Rewrite every line of the records below as a numbered list, skipping any blank lines. Leave the pictures out of your answer.

Entries from a pointing dataset
========================================

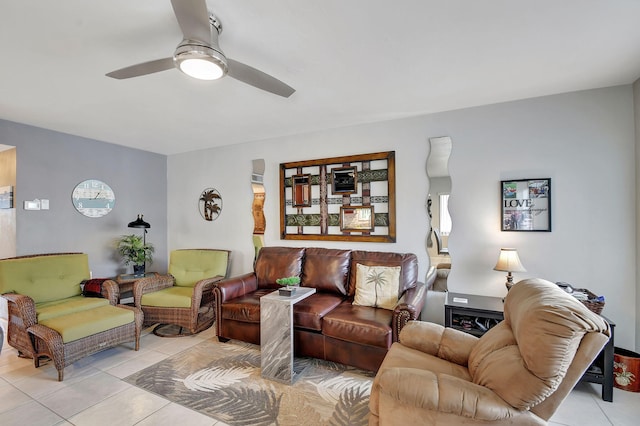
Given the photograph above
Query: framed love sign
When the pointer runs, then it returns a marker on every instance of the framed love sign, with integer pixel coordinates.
(526, 205)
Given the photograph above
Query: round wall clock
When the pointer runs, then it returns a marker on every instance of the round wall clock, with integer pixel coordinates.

========================================

Correct output -
1. Given the photograph above
2. Query: framed love sign
3. When the pointer runs, then it returns a marker on every instance of the framed love sign, with integer pixel coordinates.
4. (526, 205)
5. Given the photograph above
6. Query: round wall clock
7. When the pointer runs, then it returns a marker on every instance of the round wall clock, with integer pixel coordinates.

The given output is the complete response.